Exercise goal:
An exact reproduction of the listing, minus the pictures, is the required output.

======== Extracted information ========

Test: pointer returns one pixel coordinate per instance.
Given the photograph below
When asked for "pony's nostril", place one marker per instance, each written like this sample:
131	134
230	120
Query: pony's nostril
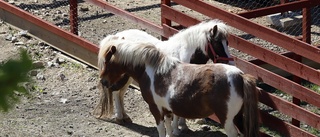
105	83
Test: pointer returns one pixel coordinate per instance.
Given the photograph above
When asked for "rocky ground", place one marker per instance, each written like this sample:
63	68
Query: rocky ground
64	91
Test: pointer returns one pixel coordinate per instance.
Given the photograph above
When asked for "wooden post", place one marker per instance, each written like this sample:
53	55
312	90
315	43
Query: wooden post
73	16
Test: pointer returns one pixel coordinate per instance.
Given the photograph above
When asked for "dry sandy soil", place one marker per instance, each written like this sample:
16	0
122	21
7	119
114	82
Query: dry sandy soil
64	92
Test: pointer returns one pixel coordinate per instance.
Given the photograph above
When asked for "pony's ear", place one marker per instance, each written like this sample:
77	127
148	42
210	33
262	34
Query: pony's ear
110	53
113	49
214	31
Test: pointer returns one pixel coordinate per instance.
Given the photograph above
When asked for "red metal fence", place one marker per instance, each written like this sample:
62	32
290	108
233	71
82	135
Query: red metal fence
300	51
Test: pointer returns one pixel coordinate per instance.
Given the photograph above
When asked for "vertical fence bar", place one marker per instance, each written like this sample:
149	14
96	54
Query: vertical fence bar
163	19
306	37
74	16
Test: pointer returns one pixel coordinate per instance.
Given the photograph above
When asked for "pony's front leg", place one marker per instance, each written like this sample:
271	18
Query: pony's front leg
118	109
168	126
182	123
175	125
121	116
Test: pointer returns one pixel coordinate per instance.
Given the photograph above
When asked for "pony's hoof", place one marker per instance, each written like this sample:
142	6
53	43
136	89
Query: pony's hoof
176	132
127	120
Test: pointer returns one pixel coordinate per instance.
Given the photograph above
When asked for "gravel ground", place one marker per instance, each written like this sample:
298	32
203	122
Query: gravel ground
65	91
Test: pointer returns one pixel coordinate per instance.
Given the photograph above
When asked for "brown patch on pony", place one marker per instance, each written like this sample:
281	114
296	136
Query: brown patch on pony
199	92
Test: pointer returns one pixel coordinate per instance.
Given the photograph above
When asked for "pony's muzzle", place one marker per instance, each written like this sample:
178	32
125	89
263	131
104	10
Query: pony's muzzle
105	83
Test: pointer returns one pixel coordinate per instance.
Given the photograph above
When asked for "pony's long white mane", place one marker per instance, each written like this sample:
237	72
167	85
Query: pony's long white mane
135	54
198	35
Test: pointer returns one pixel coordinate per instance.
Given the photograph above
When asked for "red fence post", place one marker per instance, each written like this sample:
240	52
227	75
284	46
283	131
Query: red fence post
74	16
163	19
306	37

========

Answer to this task:
Test: pointer returns one pixel coordinate per instance.
Given the photograph below
When asked for "pony's nostril", place one marker per instance, each written like this sample:
131	134
230	120
Query: pony's nostril
105	83
Test: pointer returns one pixel coordinate per instance.
Given the photograph above
When asked for "rocky ground", place one marker per instance, each written like this sample:
63	68
Query: rocky ground
64	91
Test: pointer returns one pixel coordinate per instance.
Given the photograph above
When asked for "wooden post", place one marker per instance, each written like this sample:
53	55
312	90
315	43
Query: wooden post
73	16
Test: pointer returns one pixel coordinate per instance.
Given the photograph above
When asked for "dry sandy soil", place one marker per instance, each written like this sample:
16	0
122	21
7	119
114	82
Query: dry sandy soil
64	92
Test: pointer returns one pixel coordinate per instance.
Given the photograph above
When asked for "pony's ear", place one marker per instance, each written like this sample:
77	127
148	42
210	33
262	34
Query: pony's ear
110	53
113	49
214	31
Test: pointer returns one pixel coordinate per instance.
Given the photograph above
When asked for "red metal fence", place one marker per instance, each written like this sample:
62	32
290	108
233	71
82	135
Query: red metal fence
300	51
Test: pointer returns one pixel coordinate per instance.
Given the photograph above
When asked for "vertical fence bar", place one marker per instance, each written like this sample:
149	14
96	54
Query: vertical fence bar
163	19
306	37
74	16
Test: pointer returns one pixel coordinate per instance.
Given the photograph above
When asked for "pony's front leg", place one marker per instance, each written like this sample:
271	18
Query: pony's front leg
118	109
168	126
182	123
175	125
121	116
Test: pointer returns one pixel coordinate per instance.
Given the photograph above
When asked for "pony's hoof", place one marker per instance, each written like this sample:
142	6
53	43
136	89
Query: pony's hoof
176	132
127	120
Test: pointer returns one pixel coordinate per instance.
Given the photograph above
When asked for "gravel ground", place one marker per instance, each written like this sample:
298	32
203	122
Query: gravel ground
65	91
Test: pointer returns one pixel coordinate per instance.
Given the photograph above
When asked for "brown patch on pony", place one marker per instance, each written like this sample:
281	114
296	136
Query: brown patch on pony
199	92
Test: pointer returns one pixel coordinate per instance.
Given the photograph above
When asked for "pony's muzzle", place one marker per instance, each written like this sample:
178	32
125	89
263	131
104	10
Query: pony's muzzle
105	83
Test: pointer returns one pixel coordinate per instance.
Given the photograph above
When asked for "pony's long white mane", place one marker per instance, each written like this sample:
237	72
167	85
Query: pony's long white mane
135	54
198	35
Test: pointer returns one pixel coordinate per instance.
Given the photograph above
When asked for "red fence post", place one marker per instance, each written like this sample:
240	52
227	75
284	46
283	131
Query: red fence post
74	16
163	19
306	37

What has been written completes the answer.